■ Text excerpt:
● ● ● ● ● ● ●

Listening to music is a particularly emotional activity. People need a variety of emotions, and music is perfectly suited to provide it to them. However, it turns out that musical compositions do not contain one type of emotion, e.g. only positive or only negative. During the course of one composition, these emotions can take on a variety of shades and change several times with varying intensity.

Apart from emotion detection, this chapter presents a strategy for the analysis of emotions contained within musical compositions. We present a method for tracking changing emotions during the course of a musical piece. The collected data allowed determining the dominant emotion in the musical compositions, presenting emotion histograms, and constructing maps visualizing the distribution of emotions over time.

2 Related Work

There are few papers dedicated to emotion detection in MIDI files; most focus on emotion detection in audio files [49, 118]. In addition to studies on emotion detection, there are papers on modifying MIDI file parameters with the aim of obtaining a specified emotion.

● ● ● ● ● ● ●

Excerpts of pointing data
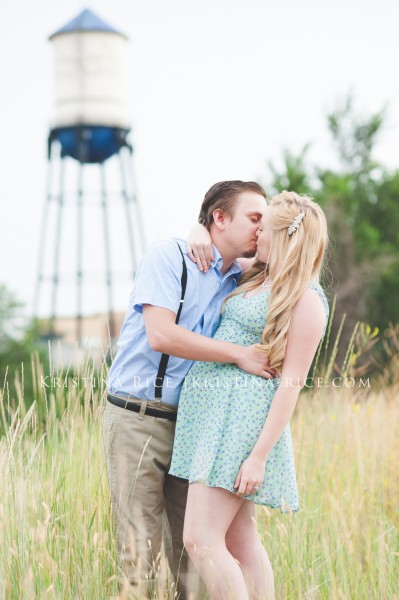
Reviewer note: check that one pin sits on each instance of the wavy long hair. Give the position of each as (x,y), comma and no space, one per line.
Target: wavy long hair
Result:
(294,261)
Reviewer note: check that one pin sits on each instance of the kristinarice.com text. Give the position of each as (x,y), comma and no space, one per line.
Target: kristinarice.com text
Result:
(50,381)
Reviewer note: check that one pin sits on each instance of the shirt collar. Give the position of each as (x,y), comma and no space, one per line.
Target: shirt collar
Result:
(217,263)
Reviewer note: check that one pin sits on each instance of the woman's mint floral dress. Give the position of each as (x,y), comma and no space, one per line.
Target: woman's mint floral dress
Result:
(222,411)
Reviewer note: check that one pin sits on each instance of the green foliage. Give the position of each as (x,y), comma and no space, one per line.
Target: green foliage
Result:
(361,200)
(18,342)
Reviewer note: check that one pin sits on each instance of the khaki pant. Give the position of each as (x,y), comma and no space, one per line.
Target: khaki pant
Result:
(145,499)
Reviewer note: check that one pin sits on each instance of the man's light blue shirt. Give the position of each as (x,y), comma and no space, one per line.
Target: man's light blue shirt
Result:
(158,282)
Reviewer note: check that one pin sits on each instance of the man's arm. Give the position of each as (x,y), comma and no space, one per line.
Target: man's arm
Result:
(165,336)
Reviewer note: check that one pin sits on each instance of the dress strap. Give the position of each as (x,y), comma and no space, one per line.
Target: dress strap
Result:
(317,288)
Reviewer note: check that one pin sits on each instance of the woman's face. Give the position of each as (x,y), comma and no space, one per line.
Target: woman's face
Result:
(264,235)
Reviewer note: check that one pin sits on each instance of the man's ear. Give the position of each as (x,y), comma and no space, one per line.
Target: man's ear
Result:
(219,218)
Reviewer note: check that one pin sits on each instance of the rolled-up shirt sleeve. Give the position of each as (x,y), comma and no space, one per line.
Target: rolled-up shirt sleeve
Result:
(158,278)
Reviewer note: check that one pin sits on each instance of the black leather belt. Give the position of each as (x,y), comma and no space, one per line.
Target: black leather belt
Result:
(152,412)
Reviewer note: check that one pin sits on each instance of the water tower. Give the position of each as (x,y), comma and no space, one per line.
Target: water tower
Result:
(90,131)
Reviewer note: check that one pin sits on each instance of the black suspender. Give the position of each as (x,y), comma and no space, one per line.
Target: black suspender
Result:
(165,357)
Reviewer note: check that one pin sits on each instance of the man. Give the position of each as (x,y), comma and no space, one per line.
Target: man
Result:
(148,372)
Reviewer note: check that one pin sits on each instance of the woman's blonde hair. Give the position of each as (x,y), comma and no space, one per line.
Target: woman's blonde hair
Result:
(295,260)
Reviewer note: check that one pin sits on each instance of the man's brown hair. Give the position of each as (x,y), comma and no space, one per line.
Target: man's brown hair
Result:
(223,195)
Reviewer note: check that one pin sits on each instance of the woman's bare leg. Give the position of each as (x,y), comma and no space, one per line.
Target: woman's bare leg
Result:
(209,513)
(244,543)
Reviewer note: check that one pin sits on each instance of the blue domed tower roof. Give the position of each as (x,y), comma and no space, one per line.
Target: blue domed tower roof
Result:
(86,21)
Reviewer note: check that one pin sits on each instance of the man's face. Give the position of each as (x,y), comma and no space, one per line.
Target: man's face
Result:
(240,230)
(264,235)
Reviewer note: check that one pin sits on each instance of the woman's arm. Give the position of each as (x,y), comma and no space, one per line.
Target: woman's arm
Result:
(199,247)
(306,328)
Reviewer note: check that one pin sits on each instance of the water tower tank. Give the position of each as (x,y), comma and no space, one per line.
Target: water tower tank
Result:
(91,102)
(91,202)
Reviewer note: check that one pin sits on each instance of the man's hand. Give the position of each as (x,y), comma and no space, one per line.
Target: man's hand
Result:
(255,362)
(250,476)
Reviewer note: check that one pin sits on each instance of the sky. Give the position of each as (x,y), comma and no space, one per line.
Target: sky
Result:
(217,89)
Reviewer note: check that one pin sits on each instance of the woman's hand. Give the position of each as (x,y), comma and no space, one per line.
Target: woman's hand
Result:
(250,476)
(199,247)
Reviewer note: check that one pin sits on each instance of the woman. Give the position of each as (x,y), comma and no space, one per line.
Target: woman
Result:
(233,440)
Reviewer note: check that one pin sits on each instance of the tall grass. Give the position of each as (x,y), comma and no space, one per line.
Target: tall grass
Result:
(55,522)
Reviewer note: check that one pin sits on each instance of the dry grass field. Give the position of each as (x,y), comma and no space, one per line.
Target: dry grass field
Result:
(56,534)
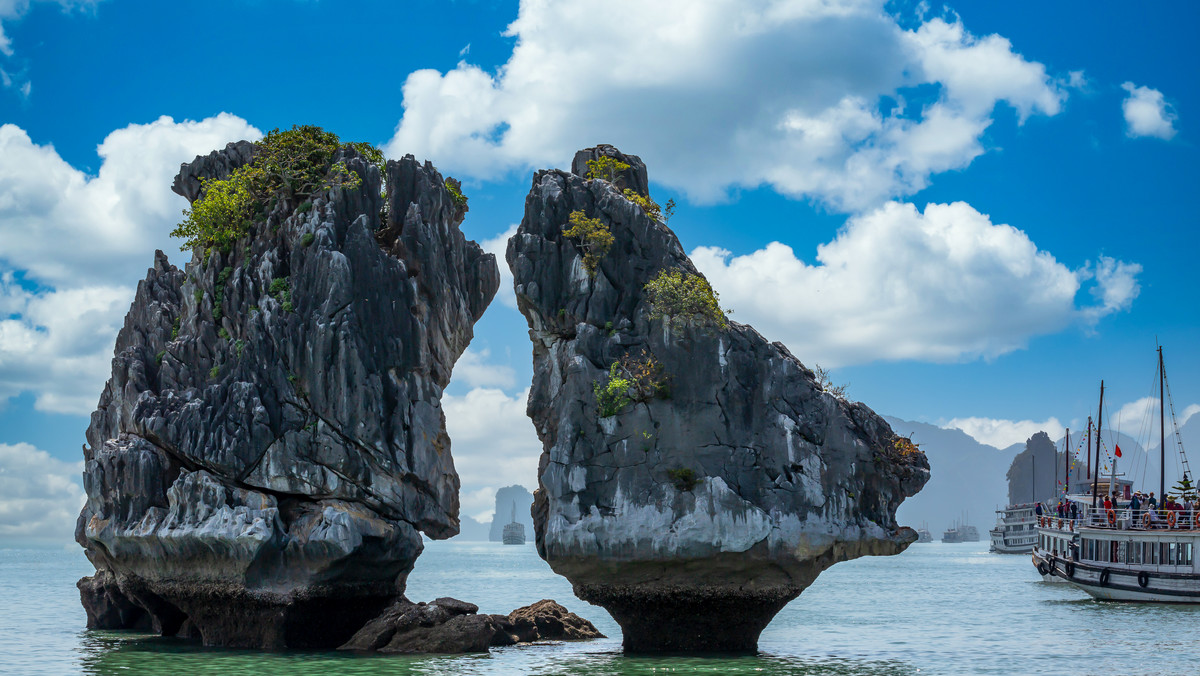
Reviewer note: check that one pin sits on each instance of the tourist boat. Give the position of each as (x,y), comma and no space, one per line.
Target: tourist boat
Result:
(1119,554)
(960,533)
(923,534)
(514,532)
(1014,532)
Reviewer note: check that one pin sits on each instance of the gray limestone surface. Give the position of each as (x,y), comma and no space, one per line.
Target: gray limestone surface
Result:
(270,443)
(695,514)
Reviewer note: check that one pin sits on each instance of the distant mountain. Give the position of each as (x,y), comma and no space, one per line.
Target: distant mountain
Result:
(472,531)
(509,500)
(966,478)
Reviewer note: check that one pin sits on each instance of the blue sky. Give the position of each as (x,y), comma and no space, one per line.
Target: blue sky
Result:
(971,211)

● ● ● ● ● ● ●

■ Exercise requirements: Copy the part of the text on emotions in music starting at "Apart from emotion" and ending at "emotions over time.", replacing "musical compositions" with "songs" everywhere it shows up.

■ Reply:
Apart from emotion detection, this chapter presents a strategy for the analysis of emotions contained within songs. We present a method for tracking changing emotions during the course of a musical piece. The collected data allowed determining the dominant emotion in the songs, presenting emotion histograms, and constructing maps visualizing the distribution of emotions over time.